*What is needed*. Gather every line of the records below that contains the string "mark", matching case exactly, and copy each of those lines in full.

## START

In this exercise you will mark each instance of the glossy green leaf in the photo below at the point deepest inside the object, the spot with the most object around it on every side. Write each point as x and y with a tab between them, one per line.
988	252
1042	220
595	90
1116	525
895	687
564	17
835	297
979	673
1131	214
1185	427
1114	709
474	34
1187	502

## END
## START

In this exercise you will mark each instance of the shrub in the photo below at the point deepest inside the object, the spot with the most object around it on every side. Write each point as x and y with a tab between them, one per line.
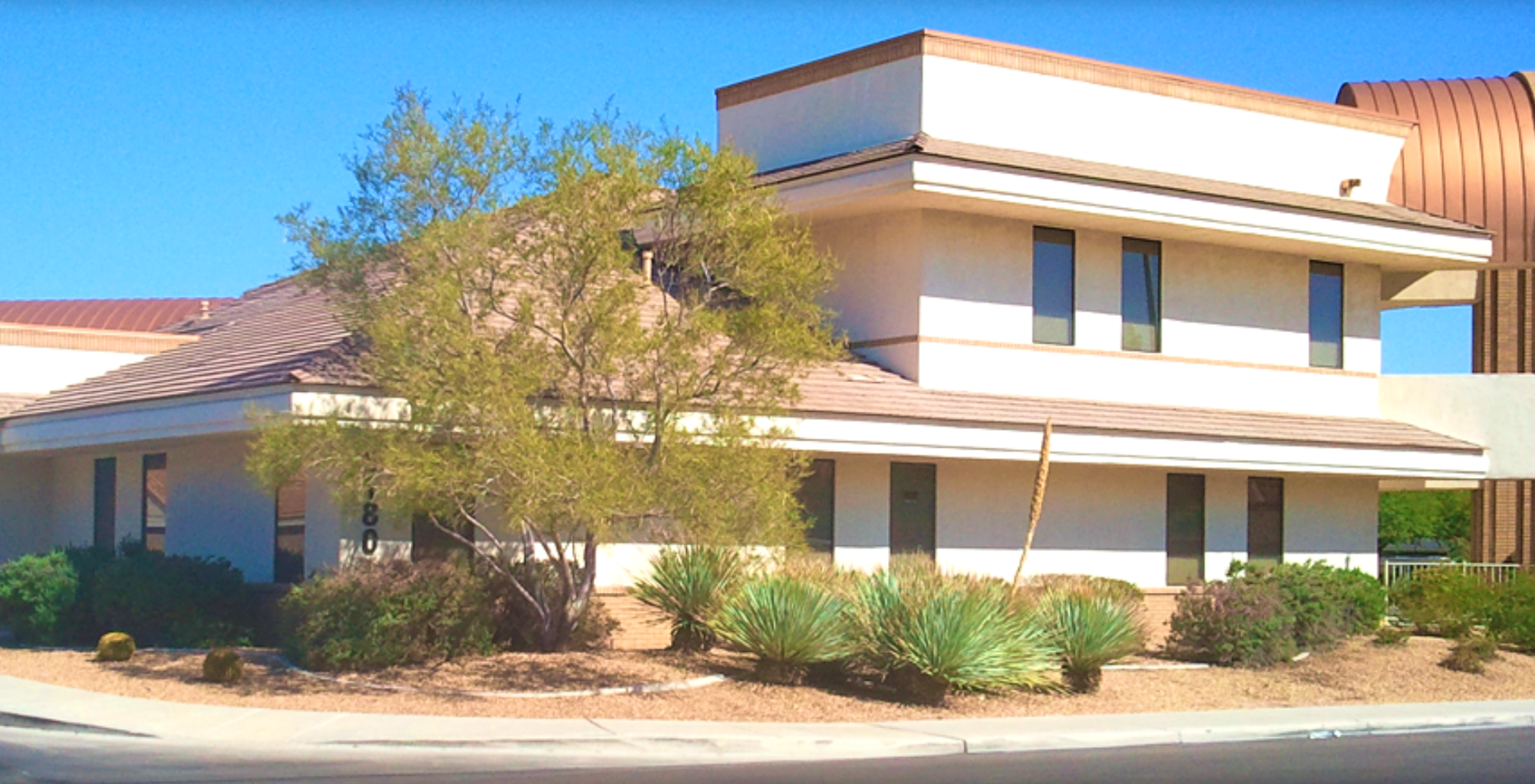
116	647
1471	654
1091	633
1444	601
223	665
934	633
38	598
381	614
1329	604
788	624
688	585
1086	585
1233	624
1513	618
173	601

## END

*Output*.
In this exercise you will mark each instance of the glossy green leaf in the photo below at the point deepest inside the object, the spot with the most object around it on every side. Write each point as x and y with a tab between them, one per line.
In this exercise you will mark each instance of the shrub in the photo below at the point deepest inside the object, the spot with the most object around it on every side. Write each point as x and y with a tab between them, one per line.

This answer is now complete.